### GIVEN TEXT:
>>

FacetSupportType first_child_type = FacetSupportType::NONE;
for (int child_idx=0; child_idx<=tr.number_of_split_sides(); ++child_idx) {
if (m_triangles[tr.children[child_idx]].is_split())
return;
if (child_idx == 0)
first_child_type = m_triangles[tr.children[0]].get_state();
else if (m_triangles[tr.children[child_idx]].get_state() != first_child_type)
return;
}
// If we got here, the children can be removed.
undivide_triangle(facet_idx);
tr.set_state(first_child_type);
}
void TriangleSelector::garbage_collect()
{
// First make a map from old to new triangle indices.
int new_idx = m_orig_size_indices;
std::vector<int> new_triangle_indices(m_triangles.size(), -1);
for (int i = m_orig_size_indices; i<int(m_triangles.size()); ++i) {
if (m_triangles[i].valid) {
new_triangle_indices[i] = new_idx;
++new_idx;
} else {
// Decrement reference counter for the vertices.
for (int j=0; j<3; ++j)
--m_vertices[m_triangles[i].verts_idxs[j]].ref_cnt;
}
}
// Now we know which vertices are not referenced anymore. Make a map
// from old idxs to new ones, like we did for triangles.
new_idx = m_orig_size_vertices;
std::vector<int> new_vertices_indices(m_vertices.size(), -1);
for (int i=m_orig_size_vertices; i<int(m_vertices.size()); ++i) {
assert(m_vertices[i].ref_cnt >= 0);
if (m_vertices[i].ref_cnt != 0) {
new_vertices_indices[i] = new_idx;
++new_idx;
}
}
// We can remove all invalid triangles and vertices that are no longer referenced.
m_triangles.erase(std::remove_if(m_triangles.begin()+m_orig_size_indices, m_triangles.end(),
[](const Triangle& tr) { return ! tr.valid; }),
m_triangles.end());
m_vertices.erase(std::remove_if(m_vertices.begin()+m_orig_size_vertices, m_vertices.end(),
[](const Vertex& vert) { return vert.ref_cnt == 0; }),
m_vertices.end());
// Now go through all remaining triangles and update changed indices.
for (Triangle& tr : m_triangles) {
assert(tr.valid);
if (tr.is_split()) {
// There are children. Update their indices.

<<

### REQUIREMENT A:
Name every distinct identifier in the code excerpt that begins with the prefix "m_".

(Pointing dataset excerpts)
>>

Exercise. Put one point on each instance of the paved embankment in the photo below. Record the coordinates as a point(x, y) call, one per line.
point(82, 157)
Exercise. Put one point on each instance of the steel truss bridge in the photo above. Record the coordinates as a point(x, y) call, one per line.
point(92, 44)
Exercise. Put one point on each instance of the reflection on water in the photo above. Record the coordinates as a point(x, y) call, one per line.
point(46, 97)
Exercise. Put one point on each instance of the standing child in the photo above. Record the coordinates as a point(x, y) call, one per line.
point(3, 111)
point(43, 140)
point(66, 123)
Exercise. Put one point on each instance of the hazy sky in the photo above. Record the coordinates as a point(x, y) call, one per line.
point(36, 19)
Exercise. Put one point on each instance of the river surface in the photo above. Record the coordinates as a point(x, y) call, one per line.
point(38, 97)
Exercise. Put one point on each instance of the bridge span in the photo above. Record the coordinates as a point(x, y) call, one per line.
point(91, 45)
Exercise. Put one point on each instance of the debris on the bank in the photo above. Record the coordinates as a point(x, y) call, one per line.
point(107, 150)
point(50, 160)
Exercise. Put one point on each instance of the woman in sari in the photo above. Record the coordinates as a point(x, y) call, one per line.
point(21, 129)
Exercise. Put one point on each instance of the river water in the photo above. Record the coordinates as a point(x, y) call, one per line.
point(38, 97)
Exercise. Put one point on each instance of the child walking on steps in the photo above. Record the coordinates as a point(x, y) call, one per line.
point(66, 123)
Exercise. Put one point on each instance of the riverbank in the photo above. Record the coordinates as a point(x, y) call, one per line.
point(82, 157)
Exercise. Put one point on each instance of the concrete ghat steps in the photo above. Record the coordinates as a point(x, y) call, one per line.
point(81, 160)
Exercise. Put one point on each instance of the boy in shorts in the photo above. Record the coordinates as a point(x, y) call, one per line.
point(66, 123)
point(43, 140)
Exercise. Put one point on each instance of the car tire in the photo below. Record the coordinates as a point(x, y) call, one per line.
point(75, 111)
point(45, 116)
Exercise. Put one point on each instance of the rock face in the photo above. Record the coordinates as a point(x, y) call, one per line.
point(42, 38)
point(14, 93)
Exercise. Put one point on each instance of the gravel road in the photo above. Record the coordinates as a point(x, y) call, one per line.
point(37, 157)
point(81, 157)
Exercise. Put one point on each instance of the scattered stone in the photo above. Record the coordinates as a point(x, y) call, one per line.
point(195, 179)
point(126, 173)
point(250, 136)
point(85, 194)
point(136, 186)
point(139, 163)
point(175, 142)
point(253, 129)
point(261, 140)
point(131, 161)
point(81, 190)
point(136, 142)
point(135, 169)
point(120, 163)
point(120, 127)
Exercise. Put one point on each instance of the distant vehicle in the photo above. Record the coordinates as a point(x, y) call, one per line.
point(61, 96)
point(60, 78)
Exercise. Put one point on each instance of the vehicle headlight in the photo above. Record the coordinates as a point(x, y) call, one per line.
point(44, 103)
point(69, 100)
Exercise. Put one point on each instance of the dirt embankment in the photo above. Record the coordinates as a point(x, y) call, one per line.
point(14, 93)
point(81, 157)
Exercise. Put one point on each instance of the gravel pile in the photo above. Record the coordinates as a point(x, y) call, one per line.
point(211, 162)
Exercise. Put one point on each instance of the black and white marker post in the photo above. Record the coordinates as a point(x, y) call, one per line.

<<

### REQUIREMENT B:
Return everything in the records from the first line down to the line containing "point(21, 129)", with both of those lines included, copied without any change.

### EXERCISE OUTPUT A:
m_triangles
m_orig_size_indices
m_vertices
m_orig_size_vertices

### EXERCISE OUTPUT B:
Exercise. Put one point on each instance of the paved embankment in the photo below. Record the coordinates as a point(x, y) call, one per line.
point(82, 157)
Exercise. Put one point on each instance of the steel truss bridge in the photo above. Record the coordinates as a point(x, y) call, one per line.
point(92, 44)
Exercise. Put one point on each instance of the reflection on water in the photo above. Record the coordinates as a point(x, y) call, one per line.
point(46, 97)
Exercise. Put one point on each instance of the standing child in the photo above. Record the coordinates as a point(x, y) call, one per line.
point(3, 111)
point(43, 140)
point(66, 123)
Exercise. Put one point on each instance of the hazy sky in the photo above. Record the coordinates as a point(x, y) call, one per line.
point(36, 19)
Exercise. Put one point on each instance of the river surface in the photo above. Record the coordinates as a point(x, y) call, one per line.
point(38, 97)
Exercise. Put one point on each instance of the bridge span in the photo above. Record the coordinates as a point(x, y) call, one per line.
point(91, 45)
Exercise. Put one point on each instance of the debris on the bank in the photo above. Record the coordinates as a point(x, y) call, one per line.
point(107, 150)
point(50, 160)
Exercise. Put one point on each instance of the woman in sari in the photo above. Record the coordinates as a point(x, y) call, one per line.
point(21, 129)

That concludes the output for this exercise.